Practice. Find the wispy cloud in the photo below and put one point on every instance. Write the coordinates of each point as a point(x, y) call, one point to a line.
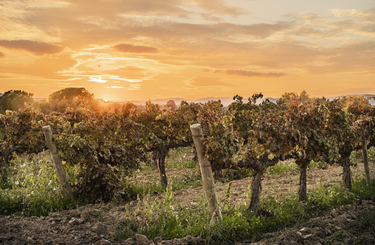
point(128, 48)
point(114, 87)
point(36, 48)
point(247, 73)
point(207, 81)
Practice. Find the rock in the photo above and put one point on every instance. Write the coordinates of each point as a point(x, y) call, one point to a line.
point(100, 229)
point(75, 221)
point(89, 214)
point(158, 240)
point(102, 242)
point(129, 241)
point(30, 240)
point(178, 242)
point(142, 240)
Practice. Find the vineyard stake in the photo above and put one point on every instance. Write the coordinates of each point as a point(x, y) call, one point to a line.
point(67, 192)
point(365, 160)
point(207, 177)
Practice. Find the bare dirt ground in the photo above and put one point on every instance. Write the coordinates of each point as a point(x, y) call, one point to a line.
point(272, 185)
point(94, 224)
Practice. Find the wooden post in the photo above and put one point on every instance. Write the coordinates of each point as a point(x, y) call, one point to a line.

---

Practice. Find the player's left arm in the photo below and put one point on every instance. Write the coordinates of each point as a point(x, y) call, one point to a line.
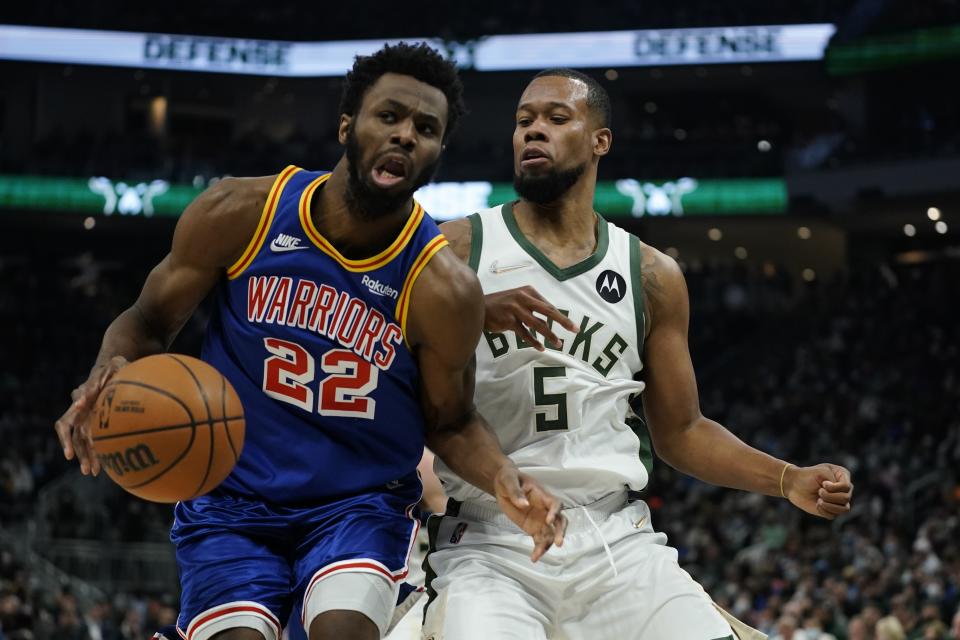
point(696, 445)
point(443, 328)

...

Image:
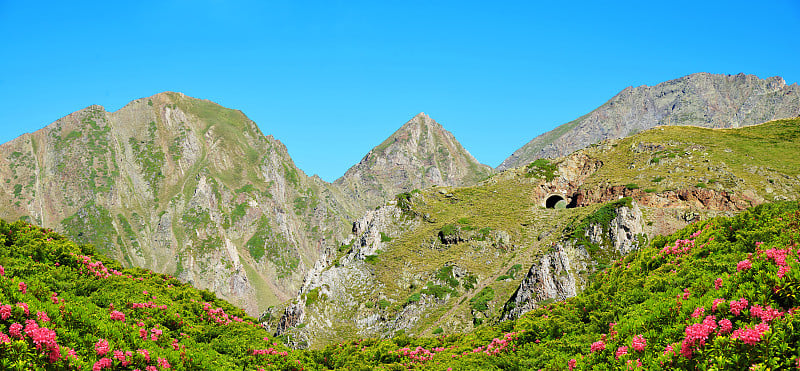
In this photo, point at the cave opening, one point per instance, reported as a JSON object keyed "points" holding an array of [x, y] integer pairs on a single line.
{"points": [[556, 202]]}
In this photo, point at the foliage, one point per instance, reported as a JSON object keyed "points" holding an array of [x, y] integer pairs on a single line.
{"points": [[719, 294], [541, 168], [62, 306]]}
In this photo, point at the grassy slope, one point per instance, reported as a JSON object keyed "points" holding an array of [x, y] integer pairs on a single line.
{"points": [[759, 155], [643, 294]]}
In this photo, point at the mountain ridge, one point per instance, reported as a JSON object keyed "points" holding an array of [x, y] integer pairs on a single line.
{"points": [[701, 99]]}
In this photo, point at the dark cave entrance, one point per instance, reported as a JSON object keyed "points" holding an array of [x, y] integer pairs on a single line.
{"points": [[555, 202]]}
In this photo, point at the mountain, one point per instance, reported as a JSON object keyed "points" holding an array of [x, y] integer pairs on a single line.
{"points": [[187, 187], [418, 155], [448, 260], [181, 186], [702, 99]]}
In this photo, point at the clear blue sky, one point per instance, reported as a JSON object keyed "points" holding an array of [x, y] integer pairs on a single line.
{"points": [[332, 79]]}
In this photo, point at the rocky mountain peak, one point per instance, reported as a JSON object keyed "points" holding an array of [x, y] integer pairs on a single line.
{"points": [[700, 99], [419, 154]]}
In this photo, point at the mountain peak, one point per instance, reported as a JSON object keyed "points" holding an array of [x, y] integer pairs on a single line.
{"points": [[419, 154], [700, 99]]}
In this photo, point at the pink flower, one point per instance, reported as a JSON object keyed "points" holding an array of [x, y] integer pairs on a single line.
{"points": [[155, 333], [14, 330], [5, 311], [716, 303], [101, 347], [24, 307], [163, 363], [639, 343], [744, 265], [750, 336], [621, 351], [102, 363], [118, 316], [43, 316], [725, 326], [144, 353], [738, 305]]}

▸ **TASK DESCRIPTION**:
Output exactly the lines above, beginning at the one with "Practice. Find the wispy" and stopping after the one with "Practice. Find the wooden". Pictures are to be omitted.

▸ **WRITTEN REPLY**:
Practice. Find the wispy cloud in the photo below and put one point on every instance. Write the coordinates of each point as a point(x, y) call, one point to a line.
point(128, 48)
point(114, 87)
point(36, 48)
point(247, 73)
point(207, 81)
Practice. Find the rock in the photo above and put one point on every instance. Write the coordinates of each point as a point(x, y) call, one point to a line.
point(100, 229)
point(75, 221)
point(89, 214)
point(158, 240)
point(102, 242)
point(129, 241)
point(30, 240)
point(178, 242)
point(142, 240)
Practice. Find the vineyard stake in the photo above and put one point on every instance. Write the coordinates of each point as a point(x, y) call, one point to a line.
point(67, 192)
point(365, 160)
point(207, 177)
Practice. Find the bare dirt ground in the photo above and put one point on every instance. Write the coordinates of each point as a point(x, y) call, one point to a line.
point(272, 185)
point(94, 224)
Practice. Find the wooden post in the photo above and put one point on every instance. Write the coordinates of each point as a point(x, y) call, one point to a line.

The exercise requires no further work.